■ Problem to solve
Scan the entries below for the string "labeling" and copy every line where it turns up.

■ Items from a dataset

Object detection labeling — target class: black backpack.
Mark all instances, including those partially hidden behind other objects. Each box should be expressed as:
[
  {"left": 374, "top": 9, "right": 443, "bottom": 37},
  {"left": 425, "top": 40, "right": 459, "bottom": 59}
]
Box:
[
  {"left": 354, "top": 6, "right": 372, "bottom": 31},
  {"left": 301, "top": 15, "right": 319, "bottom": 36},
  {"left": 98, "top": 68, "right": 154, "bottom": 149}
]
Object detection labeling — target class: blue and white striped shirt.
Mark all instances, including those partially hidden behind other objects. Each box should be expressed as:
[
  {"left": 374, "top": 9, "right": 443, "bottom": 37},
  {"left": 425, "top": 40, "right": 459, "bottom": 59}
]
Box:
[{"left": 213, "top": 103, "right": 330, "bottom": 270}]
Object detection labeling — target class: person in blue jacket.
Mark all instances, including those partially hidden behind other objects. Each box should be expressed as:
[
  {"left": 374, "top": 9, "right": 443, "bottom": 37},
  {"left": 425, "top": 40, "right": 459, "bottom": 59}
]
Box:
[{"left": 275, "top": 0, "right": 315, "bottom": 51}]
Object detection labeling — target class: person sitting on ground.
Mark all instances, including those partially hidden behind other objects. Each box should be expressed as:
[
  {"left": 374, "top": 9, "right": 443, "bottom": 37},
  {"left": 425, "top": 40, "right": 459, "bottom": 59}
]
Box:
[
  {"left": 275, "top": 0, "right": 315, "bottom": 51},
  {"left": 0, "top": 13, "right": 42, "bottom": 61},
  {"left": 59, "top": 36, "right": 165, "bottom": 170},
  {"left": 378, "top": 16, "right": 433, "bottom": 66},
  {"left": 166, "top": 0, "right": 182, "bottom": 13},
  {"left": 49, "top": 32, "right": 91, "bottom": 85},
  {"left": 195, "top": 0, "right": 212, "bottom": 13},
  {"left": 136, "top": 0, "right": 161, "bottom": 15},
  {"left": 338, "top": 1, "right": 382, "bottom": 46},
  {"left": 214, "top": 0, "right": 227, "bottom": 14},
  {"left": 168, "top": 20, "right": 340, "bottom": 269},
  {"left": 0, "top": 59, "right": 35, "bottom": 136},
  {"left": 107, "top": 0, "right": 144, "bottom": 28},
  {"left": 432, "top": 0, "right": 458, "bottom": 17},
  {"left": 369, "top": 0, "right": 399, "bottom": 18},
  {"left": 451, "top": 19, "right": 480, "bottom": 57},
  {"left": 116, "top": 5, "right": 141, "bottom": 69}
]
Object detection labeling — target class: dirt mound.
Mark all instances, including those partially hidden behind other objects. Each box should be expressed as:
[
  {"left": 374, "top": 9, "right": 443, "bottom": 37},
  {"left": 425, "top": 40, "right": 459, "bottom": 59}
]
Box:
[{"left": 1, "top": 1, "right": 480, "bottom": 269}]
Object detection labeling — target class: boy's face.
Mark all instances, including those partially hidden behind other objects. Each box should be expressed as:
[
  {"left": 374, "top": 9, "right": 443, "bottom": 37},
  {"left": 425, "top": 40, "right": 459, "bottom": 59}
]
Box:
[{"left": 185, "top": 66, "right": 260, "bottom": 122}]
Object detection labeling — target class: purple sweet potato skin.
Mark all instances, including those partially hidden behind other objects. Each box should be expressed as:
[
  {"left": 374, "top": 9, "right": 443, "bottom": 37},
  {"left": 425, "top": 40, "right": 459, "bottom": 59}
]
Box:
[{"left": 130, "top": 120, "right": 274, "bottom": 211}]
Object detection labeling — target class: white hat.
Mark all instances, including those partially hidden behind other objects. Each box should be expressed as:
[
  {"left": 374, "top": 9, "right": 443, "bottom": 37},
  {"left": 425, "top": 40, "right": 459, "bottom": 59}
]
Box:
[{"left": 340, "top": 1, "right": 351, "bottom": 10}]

■ Task response
Object detection labeling — target class: black backpack.
Object detection labeling — target class: blue and white striped shirt.
Object detection labeling — target class: person in blue jacket.
Object detection labeling — target class: person sitting on ground.
Object detection labeling — target class: dirt mound.
Object detection labeling — target class: boy's face.
Object detection labeling — target class: purple sweet potato skin.
Object detection labeling — target class: white hat.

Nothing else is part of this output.